MATERIAL FOR THIS EXERCISE:
## begin

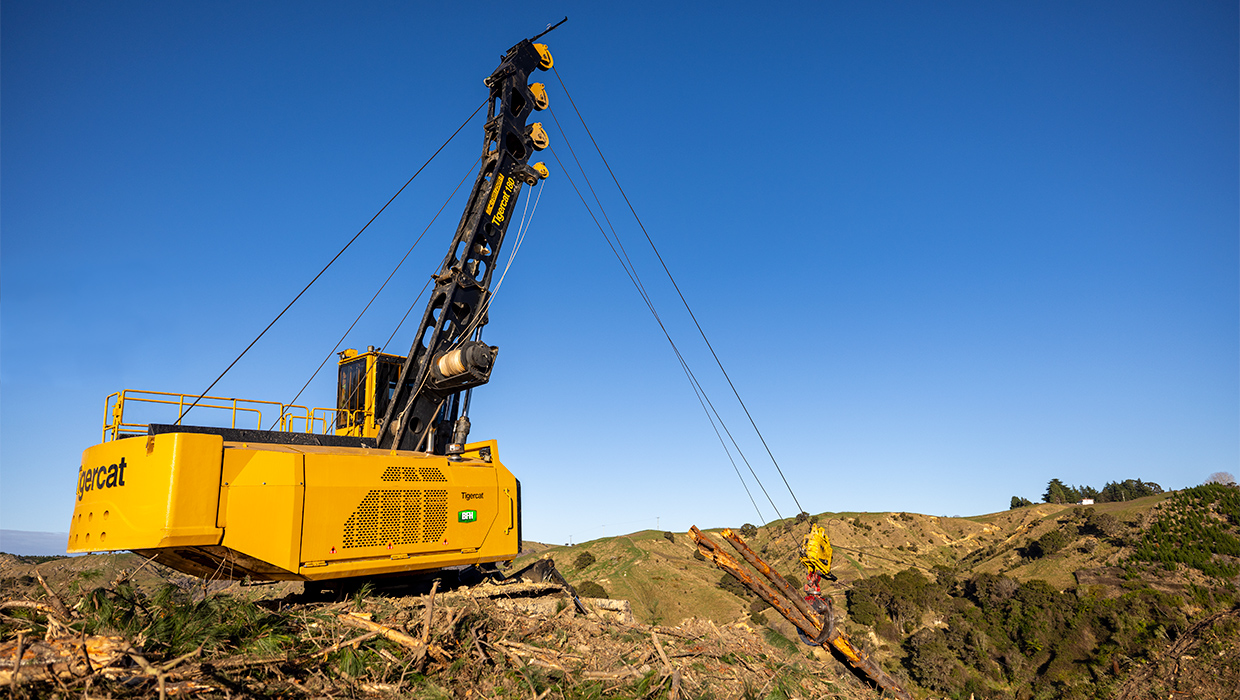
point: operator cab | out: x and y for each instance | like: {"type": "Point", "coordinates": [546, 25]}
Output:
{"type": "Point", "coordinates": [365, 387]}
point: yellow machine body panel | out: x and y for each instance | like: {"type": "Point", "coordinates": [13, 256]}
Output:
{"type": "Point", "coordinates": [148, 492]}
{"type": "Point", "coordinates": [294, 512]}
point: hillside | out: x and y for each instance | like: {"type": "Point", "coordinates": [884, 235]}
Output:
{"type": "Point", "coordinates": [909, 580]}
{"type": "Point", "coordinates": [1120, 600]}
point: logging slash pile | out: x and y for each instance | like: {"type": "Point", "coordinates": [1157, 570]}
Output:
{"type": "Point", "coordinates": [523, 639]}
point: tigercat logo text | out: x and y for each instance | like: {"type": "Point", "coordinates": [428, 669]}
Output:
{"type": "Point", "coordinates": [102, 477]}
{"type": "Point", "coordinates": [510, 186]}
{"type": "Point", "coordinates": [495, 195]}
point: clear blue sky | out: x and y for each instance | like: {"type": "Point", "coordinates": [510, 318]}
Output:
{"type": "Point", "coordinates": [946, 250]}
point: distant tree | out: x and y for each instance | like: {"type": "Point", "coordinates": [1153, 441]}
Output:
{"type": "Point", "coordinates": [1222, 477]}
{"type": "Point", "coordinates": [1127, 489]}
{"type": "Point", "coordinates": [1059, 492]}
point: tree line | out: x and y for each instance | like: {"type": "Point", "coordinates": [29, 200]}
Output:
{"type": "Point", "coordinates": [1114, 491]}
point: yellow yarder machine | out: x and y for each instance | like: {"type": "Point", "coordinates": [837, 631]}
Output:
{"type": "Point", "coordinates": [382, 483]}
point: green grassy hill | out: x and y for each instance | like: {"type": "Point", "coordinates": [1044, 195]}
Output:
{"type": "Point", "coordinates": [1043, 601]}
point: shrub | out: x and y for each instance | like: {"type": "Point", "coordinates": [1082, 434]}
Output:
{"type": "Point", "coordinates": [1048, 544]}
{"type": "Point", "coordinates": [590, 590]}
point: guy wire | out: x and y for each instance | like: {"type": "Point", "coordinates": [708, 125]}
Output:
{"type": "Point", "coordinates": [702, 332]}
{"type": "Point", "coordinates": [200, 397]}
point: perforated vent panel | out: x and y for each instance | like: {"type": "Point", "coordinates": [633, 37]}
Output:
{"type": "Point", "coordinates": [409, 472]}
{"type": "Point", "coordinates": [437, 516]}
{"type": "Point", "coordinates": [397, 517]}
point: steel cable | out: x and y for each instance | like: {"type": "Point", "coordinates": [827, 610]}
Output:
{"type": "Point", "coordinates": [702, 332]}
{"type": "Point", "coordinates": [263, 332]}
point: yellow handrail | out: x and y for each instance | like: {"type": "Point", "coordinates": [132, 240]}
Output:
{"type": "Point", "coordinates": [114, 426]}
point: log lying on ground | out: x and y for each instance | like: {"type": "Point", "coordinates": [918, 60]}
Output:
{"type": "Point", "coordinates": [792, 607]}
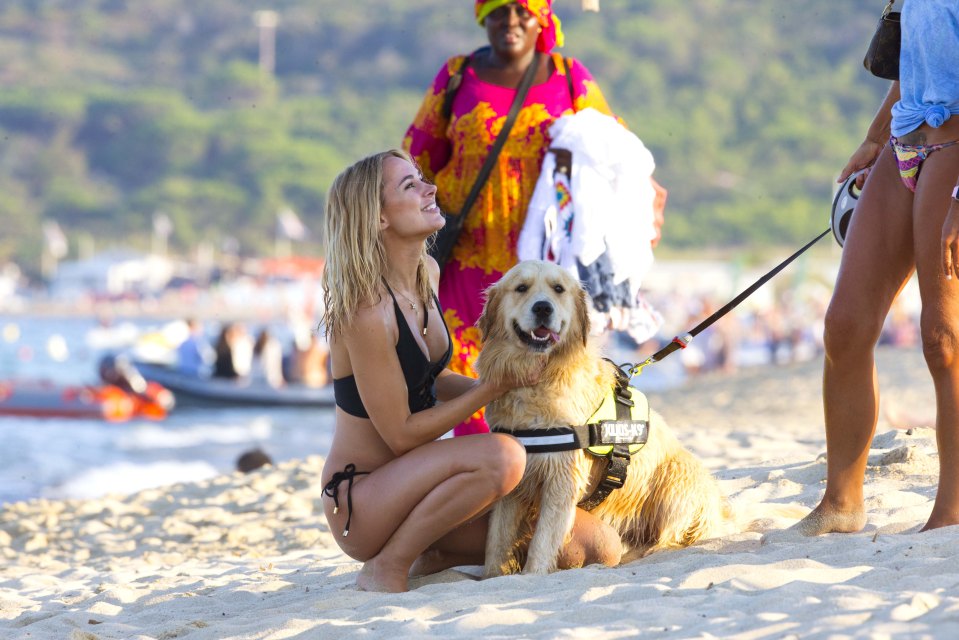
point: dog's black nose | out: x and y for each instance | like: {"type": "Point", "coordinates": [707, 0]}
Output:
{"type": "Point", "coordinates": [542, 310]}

## end
## begin

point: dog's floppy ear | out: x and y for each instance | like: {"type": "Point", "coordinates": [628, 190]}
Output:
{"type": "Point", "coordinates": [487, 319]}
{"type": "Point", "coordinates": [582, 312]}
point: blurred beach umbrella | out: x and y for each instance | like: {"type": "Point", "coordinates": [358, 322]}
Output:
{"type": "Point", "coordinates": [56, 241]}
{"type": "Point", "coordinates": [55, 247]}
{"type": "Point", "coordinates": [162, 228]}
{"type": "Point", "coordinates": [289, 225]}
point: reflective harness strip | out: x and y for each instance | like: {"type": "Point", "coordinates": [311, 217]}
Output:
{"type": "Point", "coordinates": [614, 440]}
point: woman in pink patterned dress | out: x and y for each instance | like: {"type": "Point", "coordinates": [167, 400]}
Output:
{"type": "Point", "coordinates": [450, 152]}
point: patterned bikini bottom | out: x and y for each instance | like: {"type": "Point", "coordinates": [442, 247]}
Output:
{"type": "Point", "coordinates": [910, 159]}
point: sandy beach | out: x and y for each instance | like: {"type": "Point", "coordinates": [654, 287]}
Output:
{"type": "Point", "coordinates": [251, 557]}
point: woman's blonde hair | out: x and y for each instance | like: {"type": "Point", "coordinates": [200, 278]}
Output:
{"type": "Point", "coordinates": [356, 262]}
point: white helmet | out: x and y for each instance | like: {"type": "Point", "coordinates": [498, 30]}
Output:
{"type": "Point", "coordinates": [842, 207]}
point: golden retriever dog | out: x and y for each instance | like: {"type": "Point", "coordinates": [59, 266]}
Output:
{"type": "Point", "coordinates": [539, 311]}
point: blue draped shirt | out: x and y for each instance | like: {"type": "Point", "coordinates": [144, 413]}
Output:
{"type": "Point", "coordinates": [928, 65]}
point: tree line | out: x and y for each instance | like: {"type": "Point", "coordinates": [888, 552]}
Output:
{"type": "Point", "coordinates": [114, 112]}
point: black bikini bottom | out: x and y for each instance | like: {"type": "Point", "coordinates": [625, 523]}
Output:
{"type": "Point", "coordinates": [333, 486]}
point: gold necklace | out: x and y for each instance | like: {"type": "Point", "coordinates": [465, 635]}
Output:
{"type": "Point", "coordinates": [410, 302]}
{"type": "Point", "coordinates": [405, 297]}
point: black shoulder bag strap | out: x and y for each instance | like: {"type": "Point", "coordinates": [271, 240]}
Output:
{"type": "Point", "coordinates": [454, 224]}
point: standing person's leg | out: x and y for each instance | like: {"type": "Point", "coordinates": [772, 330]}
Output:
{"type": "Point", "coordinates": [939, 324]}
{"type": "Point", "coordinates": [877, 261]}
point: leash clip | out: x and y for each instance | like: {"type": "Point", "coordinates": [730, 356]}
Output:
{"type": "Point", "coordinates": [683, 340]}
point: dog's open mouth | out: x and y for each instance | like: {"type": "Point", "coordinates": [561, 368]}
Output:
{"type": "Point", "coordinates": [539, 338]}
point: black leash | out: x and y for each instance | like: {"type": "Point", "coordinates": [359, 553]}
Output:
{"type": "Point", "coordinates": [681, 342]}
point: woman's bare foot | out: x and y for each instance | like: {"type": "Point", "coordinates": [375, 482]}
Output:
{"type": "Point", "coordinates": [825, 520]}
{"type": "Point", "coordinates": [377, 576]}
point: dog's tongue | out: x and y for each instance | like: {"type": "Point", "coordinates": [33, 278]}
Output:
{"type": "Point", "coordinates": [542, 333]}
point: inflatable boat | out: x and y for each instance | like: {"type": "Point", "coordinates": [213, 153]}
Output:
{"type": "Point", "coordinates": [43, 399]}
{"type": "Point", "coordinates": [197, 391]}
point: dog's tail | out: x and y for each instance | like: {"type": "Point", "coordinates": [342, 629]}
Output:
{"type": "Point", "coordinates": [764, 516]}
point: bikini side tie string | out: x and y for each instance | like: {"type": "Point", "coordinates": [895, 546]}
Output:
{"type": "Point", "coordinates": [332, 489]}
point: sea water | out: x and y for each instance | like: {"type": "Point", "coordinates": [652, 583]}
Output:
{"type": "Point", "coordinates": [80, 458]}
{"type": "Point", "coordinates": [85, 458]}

## end
## begin

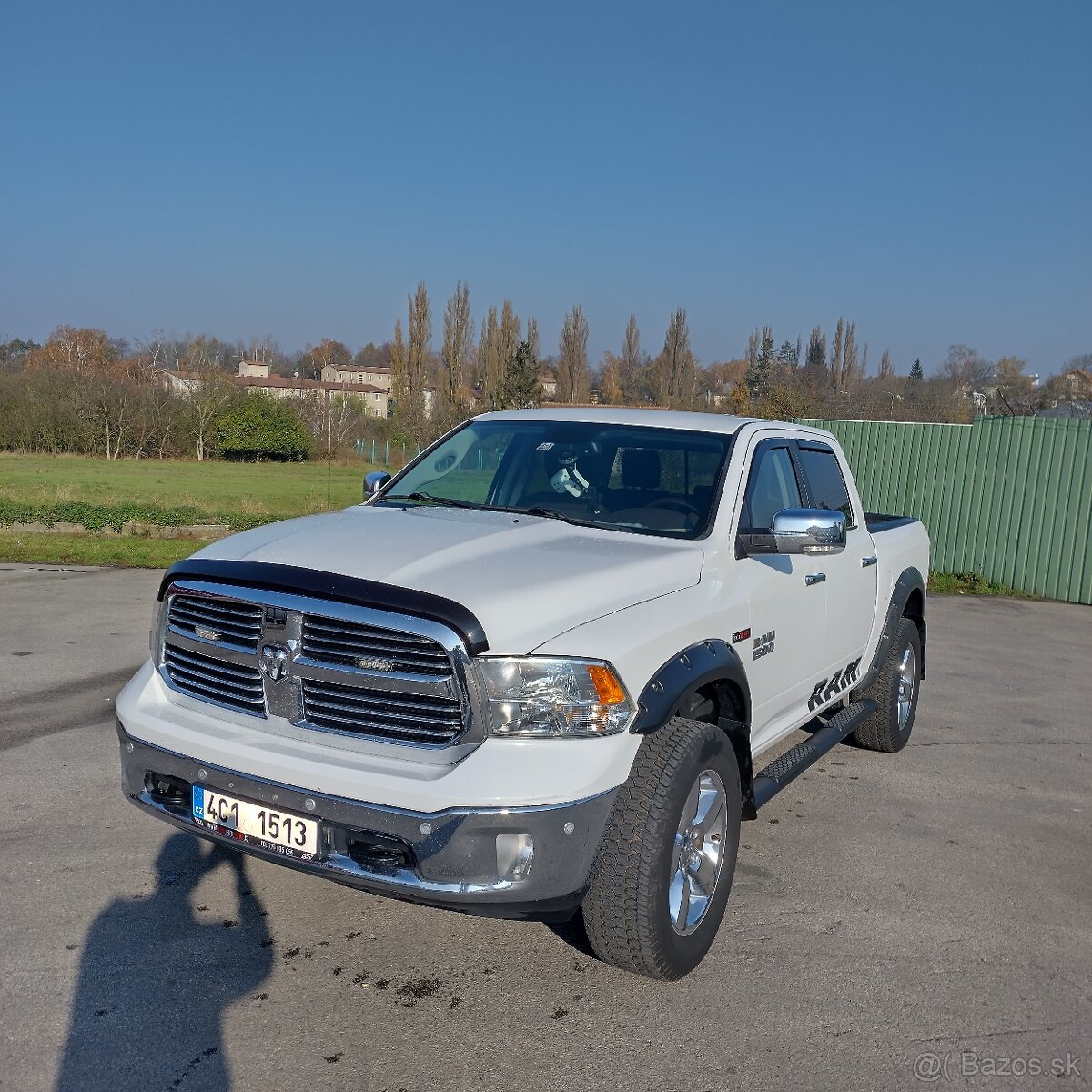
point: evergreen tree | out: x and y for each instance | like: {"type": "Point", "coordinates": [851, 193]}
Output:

## end

YOUR OBJECTIVE:
Pull out each line above that contains the word "blue" and copy those lines in full.

RESPONSE:
point: clear blue sky | out: x and y for each instance | like: {"type": "Point", "coordinates": [510, 318]}
point: blue draped shirt | out: x and y for each instance | like: {"type": "Point", "coordinates": [144, 413]}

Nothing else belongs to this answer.